#### [EXERCISE GOAL]
Give the listing again character for character, but drop the images.

<<<<

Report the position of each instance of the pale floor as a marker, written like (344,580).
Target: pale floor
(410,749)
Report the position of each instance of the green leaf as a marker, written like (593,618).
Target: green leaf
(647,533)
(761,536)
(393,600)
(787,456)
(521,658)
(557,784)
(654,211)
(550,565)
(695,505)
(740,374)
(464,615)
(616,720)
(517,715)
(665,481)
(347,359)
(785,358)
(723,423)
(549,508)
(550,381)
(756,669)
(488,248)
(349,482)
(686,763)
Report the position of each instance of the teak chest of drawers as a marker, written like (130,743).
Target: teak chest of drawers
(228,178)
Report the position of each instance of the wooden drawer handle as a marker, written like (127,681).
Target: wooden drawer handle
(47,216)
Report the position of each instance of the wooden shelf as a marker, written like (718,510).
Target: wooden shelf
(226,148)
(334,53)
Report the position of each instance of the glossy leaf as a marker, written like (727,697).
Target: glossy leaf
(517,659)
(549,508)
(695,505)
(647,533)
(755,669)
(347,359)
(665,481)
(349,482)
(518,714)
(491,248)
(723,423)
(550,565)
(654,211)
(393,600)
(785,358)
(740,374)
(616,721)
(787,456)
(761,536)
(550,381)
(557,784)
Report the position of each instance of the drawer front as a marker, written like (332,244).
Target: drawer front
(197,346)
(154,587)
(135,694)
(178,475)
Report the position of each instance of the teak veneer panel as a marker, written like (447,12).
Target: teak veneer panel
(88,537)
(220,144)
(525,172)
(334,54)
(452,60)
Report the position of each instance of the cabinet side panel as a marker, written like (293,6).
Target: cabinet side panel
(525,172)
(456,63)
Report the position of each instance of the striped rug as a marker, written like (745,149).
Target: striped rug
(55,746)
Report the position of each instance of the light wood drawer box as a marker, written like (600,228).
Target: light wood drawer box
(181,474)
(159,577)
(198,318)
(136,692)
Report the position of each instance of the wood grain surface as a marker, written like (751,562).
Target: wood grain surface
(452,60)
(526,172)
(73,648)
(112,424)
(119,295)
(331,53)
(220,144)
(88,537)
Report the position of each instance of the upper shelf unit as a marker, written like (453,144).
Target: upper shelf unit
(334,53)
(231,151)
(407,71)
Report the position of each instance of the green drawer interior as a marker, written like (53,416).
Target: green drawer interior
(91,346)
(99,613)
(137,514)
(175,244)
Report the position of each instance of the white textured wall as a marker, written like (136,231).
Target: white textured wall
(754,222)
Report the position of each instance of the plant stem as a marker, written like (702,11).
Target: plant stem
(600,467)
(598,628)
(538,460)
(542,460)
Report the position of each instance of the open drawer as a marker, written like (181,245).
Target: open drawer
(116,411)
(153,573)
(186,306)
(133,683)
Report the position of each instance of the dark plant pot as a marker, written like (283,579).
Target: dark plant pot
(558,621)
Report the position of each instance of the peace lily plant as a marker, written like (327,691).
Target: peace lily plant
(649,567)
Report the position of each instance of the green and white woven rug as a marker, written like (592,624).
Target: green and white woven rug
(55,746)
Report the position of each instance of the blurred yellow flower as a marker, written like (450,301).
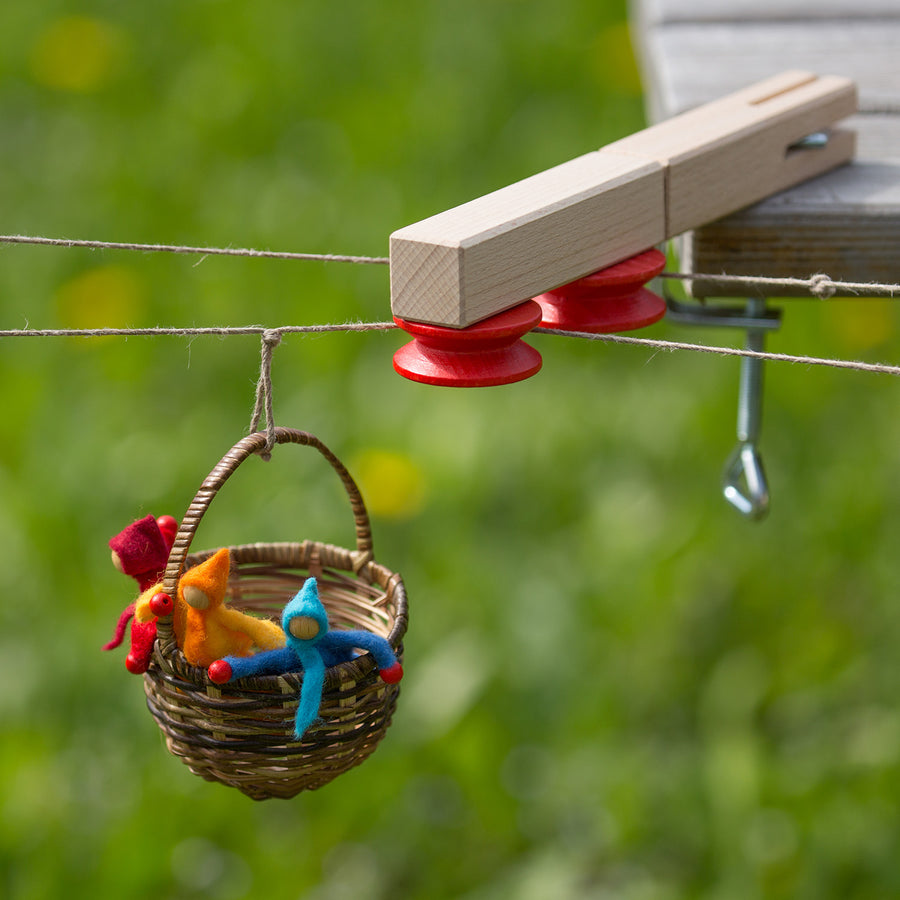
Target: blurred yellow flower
(104,297)
(392,484)
(78,53)
(613,61)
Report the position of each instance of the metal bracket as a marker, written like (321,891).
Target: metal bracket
(744,482)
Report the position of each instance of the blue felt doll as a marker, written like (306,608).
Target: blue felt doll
(310,648)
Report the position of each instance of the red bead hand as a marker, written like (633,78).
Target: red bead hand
(161,604)
(219,671)
(392,674)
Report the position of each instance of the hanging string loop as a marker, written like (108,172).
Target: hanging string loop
(270,339)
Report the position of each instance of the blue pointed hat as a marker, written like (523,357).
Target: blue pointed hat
(304,619)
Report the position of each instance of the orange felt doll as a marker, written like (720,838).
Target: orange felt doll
(212,630)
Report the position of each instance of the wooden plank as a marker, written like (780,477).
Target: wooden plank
(690,64)
(734,151)
(845,224)
(486,256)
(493,253)
(659,12)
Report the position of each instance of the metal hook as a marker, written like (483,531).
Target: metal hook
(744,481)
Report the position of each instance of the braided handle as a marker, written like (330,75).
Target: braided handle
(241,451)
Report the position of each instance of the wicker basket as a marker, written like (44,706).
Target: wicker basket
(241,734)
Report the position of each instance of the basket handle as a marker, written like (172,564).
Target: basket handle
(241,451)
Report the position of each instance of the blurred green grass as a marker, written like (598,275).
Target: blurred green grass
(616,687)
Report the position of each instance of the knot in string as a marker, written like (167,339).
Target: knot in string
(271,338)
(822,286)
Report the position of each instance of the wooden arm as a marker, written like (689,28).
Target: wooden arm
(488,255)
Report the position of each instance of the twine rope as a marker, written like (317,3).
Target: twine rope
(359,327)
(819,285)
(198,251)
(271,338)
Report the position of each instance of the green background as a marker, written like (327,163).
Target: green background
(616,687)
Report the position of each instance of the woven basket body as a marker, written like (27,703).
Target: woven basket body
(241,734)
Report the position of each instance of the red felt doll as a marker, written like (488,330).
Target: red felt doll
(141,551)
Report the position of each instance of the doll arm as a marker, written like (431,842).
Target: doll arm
(269,662)
(310,692)
(389,668)
(142,611)
(263,632)
(121,625)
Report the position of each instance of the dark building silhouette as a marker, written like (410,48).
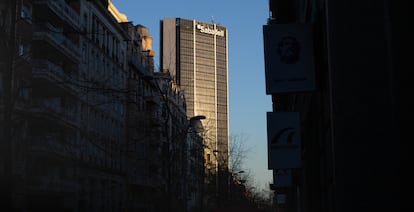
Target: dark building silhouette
(350,122)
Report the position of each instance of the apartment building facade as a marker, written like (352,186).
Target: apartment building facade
(87,125)
(350,121)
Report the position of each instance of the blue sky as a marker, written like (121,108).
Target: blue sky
(248,102)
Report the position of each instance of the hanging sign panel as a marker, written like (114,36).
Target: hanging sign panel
(288,55)
(283,138)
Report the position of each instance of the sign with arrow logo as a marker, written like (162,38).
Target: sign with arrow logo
(283,135)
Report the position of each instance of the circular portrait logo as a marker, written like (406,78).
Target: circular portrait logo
(288,50)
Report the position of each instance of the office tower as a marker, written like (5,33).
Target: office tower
(195,54)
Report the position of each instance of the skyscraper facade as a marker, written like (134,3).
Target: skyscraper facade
(195,54)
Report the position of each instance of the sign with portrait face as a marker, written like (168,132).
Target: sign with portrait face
(288,52)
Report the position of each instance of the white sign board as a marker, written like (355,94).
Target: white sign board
(283,138)
(288,54)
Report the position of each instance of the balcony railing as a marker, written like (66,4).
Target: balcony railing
(55,37)
(62,10)
(138,65)
(55,74)
(51,184)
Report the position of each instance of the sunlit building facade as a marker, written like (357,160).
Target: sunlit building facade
(195,54)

>>>>

#### [RESPONSE]
Report the position of each instance of the pale floor as a marker, written like (344,580).
Target: pale floor
(410,749)
Report the position of each instance of the green leaf as a marker, written like (593,618).
Target: green leaf
(647,533)
(761,536)
(393,600)
(787,456)
(521,658)
(557,784)
(654,211)
(550,565)
(695,505)
(740,374)
(464,615)
(616,720)
(517,715)
(665,481)
(347,359)
(785,358)
(723,423)
(549,508)
(550,381)
(756,669)
(488,248)
(349,482)
(686,763)
Report the position of each instance of the teak chest of drawers as a marker, written like (130,743).
Target: teak chest of drawers
(228,178)
Report the position of each instance of the wooden drawer handle as a marker, written like (127,681).
Target: wooden drawer handle
(47,216)
Report the position of each instance of the wooden shelf as a marker, written like (718,510).
Target: wooden shelf
(226,148)
(334,53)
Report the position of each instance of the glossy leaf as a marker, written like (727,697).
Target: glossy leaf
(517,659)
(549,508)
(695,505)
(647,533)
(755,669)
(347,359)
(665,481)
(349,482)
(518,714)
(491,248)
(723,423)
(550,565)
(654,211)
(393,600)
(785,358)
(740,374)
(616,721)
(787,456)
(761,536)
(550,381)
(557,784)
Report the position of each instance of the drawer front as a marker, written like (332,244).
Target: drawer front
(197,346)
(154,587)
(135,694)
(178,475)
Report the position of each instance of the teak veneer panel as a marker, written like (447,12).
Target: teak veneer panel
(88,537)
(220,144)
(525,172)
(334,54)
(452,60)
Report the position of each instance of the cabinet side panel as a marker, written like (293,6).
Target: cabinet side panel
(525,172)
(456,63)
Report the position of each instance of the striped rug as a marker, written like (745,149).
Target: striped rug
(55,746)
Report the position of each instance of the light wood drawer box as a marker, written like (600,228).
Target: light wood drawer box
(181,474)
(159,577)
(198,318)
(136,692)
Report the position of each instance of the wood grain surface as a marker, written like (751,562).
Target: wood grain surface
(452,60)
(526,172)
(73,648)
(112,424)
(119,295)
(331,53)
(220,144)
(88,537)
Report the position of each instance of the upper shelf unit as a marker, written like (453,144).
Target: upper shelf unit
(334,53)
(231,151)
(407,71)
Report the position of each instance of the green drawer interior as a marker, written like (53,416).
Target: green drawer interior
(91,346)
(99,613)
(137,514)
(175,244)
Report the position of each instance of the white textured wall as a marker, written like (136,231).
Target: white textured wall
(754,222)
Report the position of each instance of the plant stem as a marker, written like (702,11).
Target: plant stem
(600,467)
(598,628)
(538,460)
(542,460)
Report the position of each instance of the open drawer as a marker, written like (181,245).
Target: open drawer
(116,411)
(153,573)
(186,306)
(133,683)
Report the position of each instance of the dark plant pot as a marker, written like (283,579).
Target: dark plant pot
(558,621)
Report the position of each instance of the peace lily plant as a marker, written like (327,691).
Target: peace lily plant
(649,567)
Report the position of each instance of the green and white woven rug as a marker, written like (592,624).
Target: green and white woven rug
(55,746)
Report the position of each instance of the blurred yellow flower as a marker, written like (450,301).
Target: blurred yellow flower
(104,297)
(392,484)
(78,53)
(613,61)
Report the position of each instance of the metal bracket as a marker, written like (321,891).
Target: metal bracket
(744,482)
Report the position of each instance of the blue felt doll as a marker, written like (306,608).
Target: blue felt doll
(310,648)
Report the position of each instance of the red bead hand as a marker, written like (633,78).
Target: red bead hand
(161,604)
(219,671)
(392,674)
Report the position of each instance of the hanging string loop as a marker, written like (108,172).
Target: hanging string loop
(270,339)
Report the position of each instance of the blue pointed hat as a marker, written like (523,357).
Target: blue pointed hat
(304,619)
Report the position of each instance of the orange felt doll as a marker, written like (720,838).
Target: orange felt doll
(212,630)
Report the position of each instance of the wooden plank as a marker, written like (780,477).
Target: wooden plank
(690,64)
(734,151)
(845,224)
(486,256)
(493,253)
(659,12)
Report the position of each instance of the metal hook as a marker, written like (483,531).
Target: metal hook
(744,481)
Report the position of each instance of the braided handle as a marker, written like (330,75).
Target: braided handle
(241,451)
Report the position of each instance of the wicker basket as a marker, written like (44,706).
Target: wicker basket
(241,734)
Report the position of each instance of the basket handle as a marker, written like (172,564).
Target: basket handle
(241,451)
Report the position of each instance of the blurred green grass as a marker, written like (598,275).
Target: blurred green grass
(616,687)
Report the position of each instance of the knot in string as a marker, written like (167,339).
Target: knot in string
(271,338)
(822,286)
Report the position of each instance of the wooden arm as a marker, written like (689,28).
Target: wooden arm
(488,255)
Report the position of each instance of the twine rope as a marker, written like (317,3).
Target: twine rope
(359,327)
(819,285)
(198,251)
(271,338)
Report the position of each instance of the green background as a marker, written like (327,163).
Target: green background
(616,687)
Report the position of each instance of the woven basket body as a marker, written like (27,703).
Target: woven basket body
(241,734)
Report the position of each instance of the red felt doll as a marker, written like (488,330).
Target: red felt doll
(141,551)
Report the position of each instance of the doll arm as a marker, written like (431,842).
Target: doll arm
(269,662)
(310,692)
(389,668)
(142,611)
(263,632)
(121,625)
Report the position of each instance of the dark building silhouette as a marker, written like (410,48).
Target: dark building silhouette
(350,122)
Report the position of each instance of the apartment building facade as a marker, written like (352,186).
Target: apartment building facade
(87,125)
(350,121)
Report the position of each instance of the blue sky as a marker, written like (121,108).
Target: blue sky
(248,102)
Report the position of each instance of the hanging sign panel as a marker, written like (114,36).
Target: hanging sign panel
(288,55)
(283,138)
Report the position of each instance of the sign with arrow logo as a marker, written like (162,38).
Target: sign with arrow logo
(283,135)
Report the position of each instance of the circular portrait logo as a marker, written like (406,78).
Target: circular portrait logo
(288,50)
Report the position of each instance of the office tower as a marker, written like (5,33).
Target: office tower
(195,54)
Report the position of each instance of the skyscraper facade as a marker, written like (134,3).
Target: skyscraper facade
(195,54)
Report the position of each instance of the sign with portrait face as a marker, written like (168,132).
Target: sign with portrait face
(288,52)
Report the position of each instance of the white sign board as a marker, written like (355,94).
Target: white sign board
(283,138)
(288,54)
Report the position of each instance of the balcony railing as a marker, written like (66,4).
Target: balcony railing
(55,37)
(62,10)
(138,65)
(55,74)
(51,184)
Report the position of each instance of the sunlit building facade as a marker, written like (357,160).
Target: sunlit building facade
(195,54)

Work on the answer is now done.